Selected passage:
## BEGIN

Perth City Hall has sat empty since the new city concert hall opened in 2005

A six-month deadline has been set in a bid to finally decide the future of demolition-threatened Perth City Hall.

Perth and Kinross Council wants to tear the listed building down to make way for a city square.

However councillors agreed to publicly market a 125-year lease for the former concert hall to settle whether a realistic alternative exists.

A planning application was approved last month to convert the Edwardian hall into a hotel.

The Seventy Group, which lodged the plans, is yet to secure the lease for the building or submit a formal business plan, but is expected to make a bid before the deadline.

Another bid is likely from the Perth City Market Trust, which previously made an unsuccessful approach to convert the building into a food hall.

The local authority also has a listed building consent application in the pipeline to demolish the building, which will be put on hold for the next six months.

Demolition plan

A long-running battle has been fought over the future of the hall since it was closed in 2005, when a modern new concert hall opened in the city.

Historic Scotland blocked a move from the council to tear down the hall in 2012, but the council hopes it will withdraw its objection should no firm plans be agreed upon before the six-month deadline.

Offers for the lease on the hall have to be supported by a full business case, demonstrating a commercially viable plan that can be delivered without public subsidy.

A report to councillors by David Littlejohn, the authority's head of planning and regeneration, said the fact planning permission had been granted to the Seventy Group showed "that potentially there may be a viable project" other than demolition.

He added: "As other interested parties continue to believe they also have viable projects, a reasonable course of action would be to re-market the building for a period of time and assess the viability of any submitted offers."

He noted that Historic Scotland "would agree that the process cannot be allowed to perpetuate itself" should none of the proposals prove deliverable.

## END

Dataset section:
## BEGIN

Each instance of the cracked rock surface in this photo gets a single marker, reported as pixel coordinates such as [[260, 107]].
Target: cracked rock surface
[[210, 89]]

## END

Directives:
1. Copy the stretch of the Perth City Hall article from "The local authority" through "the six-month deadline.", swapping "Historic Scotland" for "Historic Environment Scotland".
2. According to the Perth City Hall article, how long is the lease that councillors agreed to market publicly?

Final answers:
1.
The local authority also has a listed building consent application in the pipeline to demolish the building, which will be put on hold for the next six months.

Demolition plan

A long-running battle has been fought over the future of the hall since it was closed in 2005, when a modern new concert hall opened in the city.

Historic Environment Scotland blocked a move from the council to tear down the hall in 2012, but the council hopes it will withdraw its objection should no firm plans be agreed upon before the six-month deadline.

2. 125 years.